▶ Exercise material
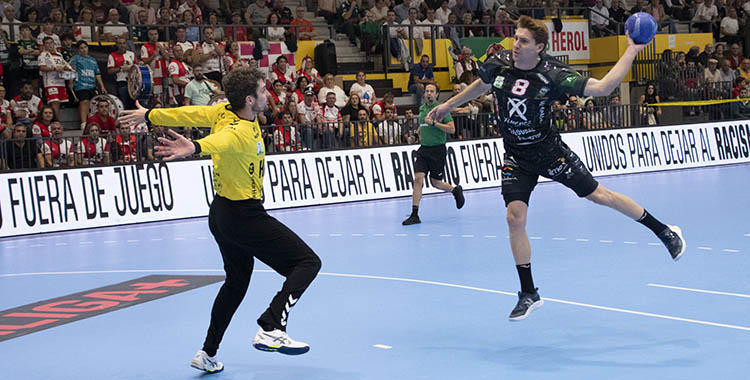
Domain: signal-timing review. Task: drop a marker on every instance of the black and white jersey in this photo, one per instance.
(523, 98)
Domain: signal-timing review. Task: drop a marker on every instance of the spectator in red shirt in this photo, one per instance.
(43, 121)
(103, 119)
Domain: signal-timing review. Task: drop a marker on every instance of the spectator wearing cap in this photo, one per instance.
(304, 31)
(466, 63)
(332, 119)
(711, 74)
(421, 75)
(330, 86)
(735, 56)
(113, 28)
(21, 153)
(727, 73)
(744, 69)
(729, 28)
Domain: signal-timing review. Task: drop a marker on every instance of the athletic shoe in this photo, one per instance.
(203, 362)
(413, 219)
(673, 240)
(278, 341)
(458, 193)
(527, 302)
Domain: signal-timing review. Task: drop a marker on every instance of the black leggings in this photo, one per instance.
(244, 231)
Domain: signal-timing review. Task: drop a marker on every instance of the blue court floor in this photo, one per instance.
(422, 302)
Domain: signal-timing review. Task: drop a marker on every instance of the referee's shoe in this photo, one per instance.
(673, 240)
(527, 302)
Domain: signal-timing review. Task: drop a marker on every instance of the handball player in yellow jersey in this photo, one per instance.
(242, 228)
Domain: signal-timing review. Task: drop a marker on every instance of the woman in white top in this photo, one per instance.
(82, 29)
(275, 32)
(329, 86)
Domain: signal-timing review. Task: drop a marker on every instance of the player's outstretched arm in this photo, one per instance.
(180, 147)
(605, 86)
(193, 116)
(475, 90)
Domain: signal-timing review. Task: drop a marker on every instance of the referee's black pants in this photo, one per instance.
(244, 231)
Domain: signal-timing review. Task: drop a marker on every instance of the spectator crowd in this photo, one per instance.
(189, 45)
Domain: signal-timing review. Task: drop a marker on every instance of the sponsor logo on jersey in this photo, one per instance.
(499, 80)
(517, 106)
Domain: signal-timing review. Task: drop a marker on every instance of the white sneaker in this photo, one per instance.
(278, 341)
(203, 362)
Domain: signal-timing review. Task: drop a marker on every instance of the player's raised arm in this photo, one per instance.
(194, 116)
(475, 90)
(605, 86)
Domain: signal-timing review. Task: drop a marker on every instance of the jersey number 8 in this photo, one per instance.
(520, 86)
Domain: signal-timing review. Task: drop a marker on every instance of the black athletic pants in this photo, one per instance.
(244, 231)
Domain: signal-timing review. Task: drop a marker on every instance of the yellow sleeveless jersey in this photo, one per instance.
(235, 146)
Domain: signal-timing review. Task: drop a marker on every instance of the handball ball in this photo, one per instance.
(641, 27)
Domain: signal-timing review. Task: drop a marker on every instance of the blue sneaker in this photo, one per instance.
(527, 302)
(278, 341)
(206, 363)
(673, 240)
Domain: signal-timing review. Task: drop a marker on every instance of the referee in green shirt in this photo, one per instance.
(431, 154)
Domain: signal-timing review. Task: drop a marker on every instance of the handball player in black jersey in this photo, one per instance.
(525, 82)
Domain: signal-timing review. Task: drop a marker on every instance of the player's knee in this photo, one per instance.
(419, 179)
(516, 218)
(601, 196)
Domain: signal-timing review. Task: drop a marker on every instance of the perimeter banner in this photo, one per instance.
(60, 200)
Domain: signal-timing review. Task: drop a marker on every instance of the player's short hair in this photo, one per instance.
(239, 83)
(537, 28)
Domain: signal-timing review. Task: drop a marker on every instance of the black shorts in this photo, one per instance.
(85, 94)
(551, 159)
(430, 160)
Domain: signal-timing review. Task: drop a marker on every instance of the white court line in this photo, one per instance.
(701, 290)
(625, 311)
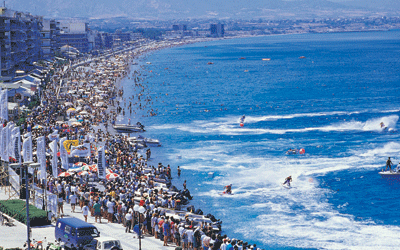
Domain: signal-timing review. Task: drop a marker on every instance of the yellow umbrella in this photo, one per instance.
(70, 110)
(77, 124)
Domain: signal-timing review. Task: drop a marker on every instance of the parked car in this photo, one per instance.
(74, 232)
(103, 243)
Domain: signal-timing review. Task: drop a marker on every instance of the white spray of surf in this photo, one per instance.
(300, 216)
(220, 126)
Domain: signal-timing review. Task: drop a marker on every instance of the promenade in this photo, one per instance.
(15, 236)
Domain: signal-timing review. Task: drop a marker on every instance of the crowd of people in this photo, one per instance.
(81, 103)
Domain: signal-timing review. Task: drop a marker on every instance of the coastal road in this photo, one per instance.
(15, 236)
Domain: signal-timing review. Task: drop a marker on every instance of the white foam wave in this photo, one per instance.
(391, 148)
(301, 216)
(227, 128)
(254, 119)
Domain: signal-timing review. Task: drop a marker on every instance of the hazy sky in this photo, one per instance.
(175, 9)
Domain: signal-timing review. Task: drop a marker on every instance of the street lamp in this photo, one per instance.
(141, 210)
(28, 224)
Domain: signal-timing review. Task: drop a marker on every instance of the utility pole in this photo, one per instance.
(28, 224)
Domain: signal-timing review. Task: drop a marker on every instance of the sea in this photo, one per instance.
(325, 93)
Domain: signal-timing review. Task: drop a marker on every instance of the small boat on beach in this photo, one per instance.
(390, 173)
(126, 128)
(147, 141)
(295, 151)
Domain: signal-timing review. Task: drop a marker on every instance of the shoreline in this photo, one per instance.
(70, 89)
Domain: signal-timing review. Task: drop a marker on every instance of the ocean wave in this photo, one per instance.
(226, 128)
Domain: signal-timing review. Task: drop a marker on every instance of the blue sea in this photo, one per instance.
(326, 93)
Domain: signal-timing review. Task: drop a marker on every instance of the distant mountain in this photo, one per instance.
(183, 9)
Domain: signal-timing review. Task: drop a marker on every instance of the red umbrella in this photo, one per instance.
(64, 174)
(111, 176)
(83, 173)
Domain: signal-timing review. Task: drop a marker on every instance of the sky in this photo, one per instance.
(180, 9)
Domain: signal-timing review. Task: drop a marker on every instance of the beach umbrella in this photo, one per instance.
(83, 173)
(80, 164)
(70, 110)
(77, 124)
(93, 167)
(64, 174)
(111, 176)
(86, 167)
(74, 170)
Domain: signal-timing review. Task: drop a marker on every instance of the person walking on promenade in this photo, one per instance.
(97, 211)
(128, 219)
(85, 211)
(389, 164)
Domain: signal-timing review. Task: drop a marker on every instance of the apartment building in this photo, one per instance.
(20, 41)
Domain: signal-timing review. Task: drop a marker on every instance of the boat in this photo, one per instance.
(126, 128)
(147, 141)
(295, 151)
(390, 173)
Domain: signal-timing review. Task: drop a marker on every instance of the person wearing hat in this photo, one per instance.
(287, 181)
(389, 164)
(128, 221)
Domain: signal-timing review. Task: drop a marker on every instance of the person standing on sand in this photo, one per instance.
(97, 211)
(389, 164)
(85, 211)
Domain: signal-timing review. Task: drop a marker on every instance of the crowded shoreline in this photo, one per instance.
(83, 107)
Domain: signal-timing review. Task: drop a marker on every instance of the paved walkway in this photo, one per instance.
(15, 236)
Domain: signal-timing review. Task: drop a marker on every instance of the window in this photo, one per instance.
(67, 229)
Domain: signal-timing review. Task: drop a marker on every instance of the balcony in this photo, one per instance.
(4, 27)
(5, 65)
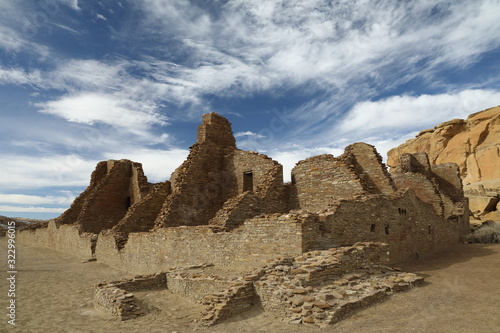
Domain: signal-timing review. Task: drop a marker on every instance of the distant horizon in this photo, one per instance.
(87, 81)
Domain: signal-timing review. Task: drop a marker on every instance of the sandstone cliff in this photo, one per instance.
(473, 144)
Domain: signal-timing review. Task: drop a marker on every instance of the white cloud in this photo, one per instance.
(248, 134)
(101, 17)
(158, 165)
(290, 156)
(411, 113)
(262, 45)
(89, 108)
(31, 209)
(29, 172)
(73, 4)
(22, 199)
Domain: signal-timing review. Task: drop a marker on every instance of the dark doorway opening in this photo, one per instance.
(248, 181)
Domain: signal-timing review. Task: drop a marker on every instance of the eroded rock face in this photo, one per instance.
(473, 144)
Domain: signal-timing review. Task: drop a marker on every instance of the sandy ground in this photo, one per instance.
(54, 294)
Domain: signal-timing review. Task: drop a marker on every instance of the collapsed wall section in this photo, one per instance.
(114, 187)
(410, 226)
(198, 190)
(64, 238)
(367, 163)
(439, 185)
(318, 180)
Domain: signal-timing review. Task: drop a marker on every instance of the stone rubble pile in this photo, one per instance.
(319, 287)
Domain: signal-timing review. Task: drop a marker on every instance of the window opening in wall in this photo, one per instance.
(247, 181)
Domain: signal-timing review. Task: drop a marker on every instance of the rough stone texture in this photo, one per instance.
(410, 227)
(472, 144)
(320, 180)
(64, 238)
(256, 241)
(114, 187)
(215, 172)
(230, 208)
(114, 298)
(319, 287)
(226, 206)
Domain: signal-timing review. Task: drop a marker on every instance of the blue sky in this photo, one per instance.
(85, 81)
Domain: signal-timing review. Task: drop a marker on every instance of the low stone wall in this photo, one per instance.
(114, 298)
(195, 286)
(64, 238)
(319, 287)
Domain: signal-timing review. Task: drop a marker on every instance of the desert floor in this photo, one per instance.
(54, 294)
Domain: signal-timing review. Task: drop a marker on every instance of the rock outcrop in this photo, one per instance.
(474, 145)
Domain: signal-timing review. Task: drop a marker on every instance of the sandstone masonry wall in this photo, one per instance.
(64, 238)
(257, 240)
(410, 227)
(318, 180)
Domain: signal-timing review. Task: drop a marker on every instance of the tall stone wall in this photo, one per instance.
(64, 238)
(256, 241)
(318, 180)
(114, 187)
(410, 227)
(141, 216)
(369, 167)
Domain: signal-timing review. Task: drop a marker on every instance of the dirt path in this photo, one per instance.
(54, 294)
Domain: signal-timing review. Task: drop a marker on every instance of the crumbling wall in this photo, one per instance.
(439, 185)
(410, 227)
(141, 216)
(114, 187)
(197, 187)
(259, 180)
(64, 238)
(319, 180)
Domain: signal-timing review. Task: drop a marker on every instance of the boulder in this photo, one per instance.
(473, 144)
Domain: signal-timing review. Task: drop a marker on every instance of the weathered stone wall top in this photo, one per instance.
(114, 187)
(472, 144)
(321, 179)
(367, 163)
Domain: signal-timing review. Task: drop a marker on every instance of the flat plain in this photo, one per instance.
(54, 293)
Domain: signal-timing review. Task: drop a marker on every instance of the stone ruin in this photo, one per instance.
(230, 208)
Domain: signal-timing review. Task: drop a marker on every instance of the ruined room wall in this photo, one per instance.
(197, 185)
(63, 238)
(142, 215)
(247, 161)
(447, 175)
(265, 196)
(71, 214)
(426, 189)
(407, 224)
(139, 185)
(320, 179)
(250, 245)
(368, 165)
(109, 201)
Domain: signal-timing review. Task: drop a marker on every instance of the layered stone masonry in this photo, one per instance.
(319, 287)
(114, 298)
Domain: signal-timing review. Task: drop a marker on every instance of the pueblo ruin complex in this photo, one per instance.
(230, 208)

▶ Requirements
Repeat the lines from the one containing "masonry wall in this photo, one per instance." through the end of the listing, exactly and without any other lines; both ends are included.

▶ Full answer
Domain: signal-timing review. Task: drop a marker on every instance of the sandstone masonry wall in this photo, one per instance.
(64, 238)
(257, 240)
(410, 227)
(318, 180)
Domain: signal-timing review. Task: drop a marker on every instance of the tall stone wall in this photo, one per instance.
(64, 238)
(256, 241)
(318, 180)
(114, 187)
(410, 227)
(141, 216)
(369, 167)
Domain: signal-timing review. Task: drop a marker on every instance of the dirt path in this photo, one per instance.
(54, 294)
Domain: signal-timing review. Task: drop a marker on every instance of the crumbling wall in this photo, one per instance.
(439, 185)
(410, 227)
(141, 216)
(114, 187)
(197, 187)
(259, 180)
(64, 238)
(319, 180)
Domain: signal-timing review. Task: drop a marker on every instance of the boulder in this photo, one per instance.
(473, 144)
Domain: signal-timing review. Task: drop a marker on every instance of the weathered stone wall top in this photo, one per instance.
(114, 187)
(472, 144)
(321, 179)
(367, 163)
Domain: signal-timing review. Task: drop a marker on every instance of the flat plain in this photo, one per instance.
(54, 293)
Domain: signal-timing review. Task: drop a marker on every instance of the stone ruin in this photo, one per instance.
(230, 208)
Domain: signal-timing review. Task: drop a marker on every instance of the ruined room wall in this photo, one per instance.
(197, 185)
(63, 238)
(142, 215)
(247, 161)
(447, 175)
(265, 196)
(71, 214)
(426, 189)
(407, 224)
(139, 185)
(320, 179)
(250, 245)
(368, 165)
(109, 201)
Domain: signal-timing review. Task: drop a marker on every instance of the layered stone masonry in this photo, one per instance.
(319, 287)
(114, 298)
Domain: signal-timing review. Task: drop a marker on every instance of the pueblo ruin complex in this photo, one per instance.
(230, 208)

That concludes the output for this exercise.